Scan the records for "pixel". Show the matching lines.

**DATA:**
+ + + +

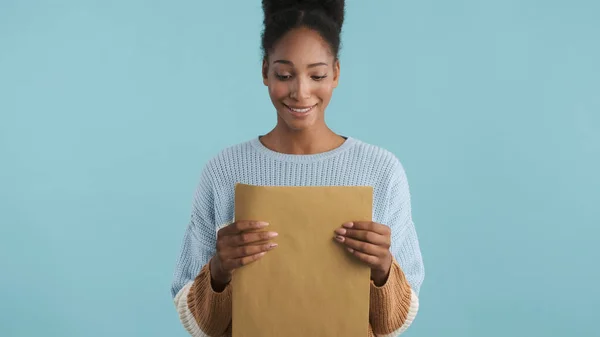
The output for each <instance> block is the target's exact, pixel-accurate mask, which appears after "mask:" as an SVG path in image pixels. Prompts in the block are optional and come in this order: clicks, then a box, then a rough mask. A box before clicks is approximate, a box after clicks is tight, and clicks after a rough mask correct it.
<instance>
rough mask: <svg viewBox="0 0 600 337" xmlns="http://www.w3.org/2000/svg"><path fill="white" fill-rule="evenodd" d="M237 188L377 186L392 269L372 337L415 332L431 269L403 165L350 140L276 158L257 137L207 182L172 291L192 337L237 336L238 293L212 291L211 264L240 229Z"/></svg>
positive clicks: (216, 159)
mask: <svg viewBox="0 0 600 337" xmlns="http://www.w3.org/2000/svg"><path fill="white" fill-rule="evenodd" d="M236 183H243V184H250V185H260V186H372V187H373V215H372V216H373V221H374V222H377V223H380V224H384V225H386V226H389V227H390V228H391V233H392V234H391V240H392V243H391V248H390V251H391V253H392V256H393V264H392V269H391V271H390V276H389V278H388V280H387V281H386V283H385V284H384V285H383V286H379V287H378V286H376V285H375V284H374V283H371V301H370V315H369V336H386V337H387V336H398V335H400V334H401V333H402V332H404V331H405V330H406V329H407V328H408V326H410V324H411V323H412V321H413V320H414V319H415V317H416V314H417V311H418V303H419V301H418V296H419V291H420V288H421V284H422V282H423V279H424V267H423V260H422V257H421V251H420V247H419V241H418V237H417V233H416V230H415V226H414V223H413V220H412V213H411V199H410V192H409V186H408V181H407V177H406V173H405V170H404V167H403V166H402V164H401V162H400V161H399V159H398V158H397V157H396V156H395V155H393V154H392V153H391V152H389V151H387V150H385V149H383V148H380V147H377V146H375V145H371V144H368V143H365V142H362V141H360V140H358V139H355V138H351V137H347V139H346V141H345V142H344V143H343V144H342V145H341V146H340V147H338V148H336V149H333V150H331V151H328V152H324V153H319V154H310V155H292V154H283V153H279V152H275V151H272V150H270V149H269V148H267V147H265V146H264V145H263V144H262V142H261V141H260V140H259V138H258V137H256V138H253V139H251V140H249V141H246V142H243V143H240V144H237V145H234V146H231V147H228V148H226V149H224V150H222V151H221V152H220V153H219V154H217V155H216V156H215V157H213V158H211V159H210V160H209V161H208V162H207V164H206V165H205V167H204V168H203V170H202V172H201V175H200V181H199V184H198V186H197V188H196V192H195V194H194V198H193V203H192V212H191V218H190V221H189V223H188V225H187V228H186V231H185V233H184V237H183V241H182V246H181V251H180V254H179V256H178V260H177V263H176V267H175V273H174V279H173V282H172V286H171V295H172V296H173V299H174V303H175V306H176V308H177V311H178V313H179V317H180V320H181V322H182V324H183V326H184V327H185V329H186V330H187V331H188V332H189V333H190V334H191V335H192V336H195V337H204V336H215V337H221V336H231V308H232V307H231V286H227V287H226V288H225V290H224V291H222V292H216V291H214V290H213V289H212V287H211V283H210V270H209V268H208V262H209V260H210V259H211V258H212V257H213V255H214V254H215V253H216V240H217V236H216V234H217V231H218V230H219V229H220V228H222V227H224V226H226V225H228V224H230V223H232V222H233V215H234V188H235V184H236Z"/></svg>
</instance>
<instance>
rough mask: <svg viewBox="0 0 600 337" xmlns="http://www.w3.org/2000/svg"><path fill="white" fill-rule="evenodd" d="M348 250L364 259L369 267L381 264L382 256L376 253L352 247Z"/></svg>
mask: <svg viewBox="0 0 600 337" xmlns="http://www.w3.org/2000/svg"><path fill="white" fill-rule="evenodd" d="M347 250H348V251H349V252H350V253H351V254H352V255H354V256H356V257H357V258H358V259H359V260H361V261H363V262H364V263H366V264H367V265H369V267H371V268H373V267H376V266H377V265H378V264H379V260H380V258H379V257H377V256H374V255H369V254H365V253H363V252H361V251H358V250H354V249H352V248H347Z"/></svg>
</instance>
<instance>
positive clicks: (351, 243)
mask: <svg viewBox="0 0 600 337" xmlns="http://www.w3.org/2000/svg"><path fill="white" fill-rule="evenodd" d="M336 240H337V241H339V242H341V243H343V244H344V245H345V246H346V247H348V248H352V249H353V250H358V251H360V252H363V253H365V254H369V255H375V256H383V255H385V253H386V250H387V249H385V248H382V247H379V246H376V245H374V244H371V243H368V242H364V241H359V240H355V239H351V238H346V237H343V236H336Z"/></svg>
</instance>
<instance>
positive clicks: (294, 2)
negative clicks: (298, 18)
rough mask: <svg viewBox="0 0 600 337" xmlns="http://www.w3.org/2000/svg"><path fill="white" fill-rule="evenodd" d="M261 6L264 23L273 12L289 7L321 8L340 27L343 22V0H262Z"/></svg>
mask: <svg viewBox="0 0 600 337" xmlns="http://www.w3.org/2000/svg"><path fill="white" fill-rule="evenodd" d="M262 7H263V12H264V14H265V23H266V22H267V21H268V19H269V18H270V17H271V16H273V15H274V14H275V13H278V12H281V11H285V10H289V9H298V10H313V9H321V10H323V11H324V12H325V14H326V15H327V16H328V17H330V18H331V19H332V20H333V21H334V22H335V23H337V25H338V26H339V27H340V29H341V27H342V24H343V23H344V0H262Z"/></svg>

+ + + +

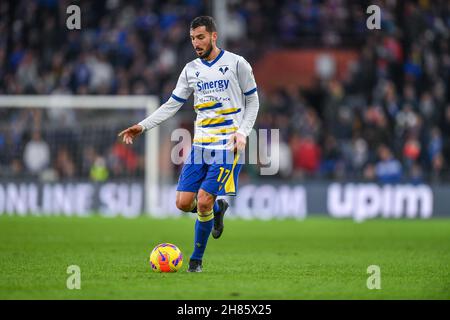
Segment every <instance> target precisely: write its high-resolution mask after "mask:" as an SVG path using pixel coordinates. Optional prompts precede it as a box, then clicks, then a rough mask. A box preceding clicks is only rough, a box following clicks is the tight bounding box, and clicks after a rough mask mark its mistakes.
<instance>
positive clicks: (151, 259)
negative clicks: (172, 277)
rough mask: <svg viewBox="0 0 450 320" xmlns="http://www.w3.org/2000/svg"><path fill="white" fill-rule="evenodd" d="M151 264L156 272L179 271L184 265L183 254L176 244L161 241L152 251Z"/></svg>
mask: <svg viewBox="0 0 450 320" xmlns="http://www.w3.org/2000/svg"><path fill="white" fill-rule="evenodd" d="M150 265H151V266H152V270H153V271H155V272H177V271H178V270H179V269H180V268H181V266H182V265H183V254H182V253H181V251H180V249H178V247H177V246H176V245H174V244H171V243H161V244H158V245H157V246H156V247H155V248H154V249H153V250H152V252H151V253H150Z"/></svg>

+ + + +

**SOLUTION:**
The output for each <instance> block is the target's exact, pixel-accurate mask, which appears after "mask:" as an SVG path in image pixels. Prompts in the block are optional and come in this order: clicks, then a box, then a rough mask. A box before clicks is approximate, a box after clicks is tight, and clicks after a rough mask correct it.
Segment every <instance> target precisely: write its high-resolution mask after "mask:" as an SVG path using pixel coordinates. Optional prompts precede it as a box, then clicks, then a rough mask. A box preceding clicks is only rough, a box following clicks is the tight bounding box, and clicks after a rough mask mark its mistakes.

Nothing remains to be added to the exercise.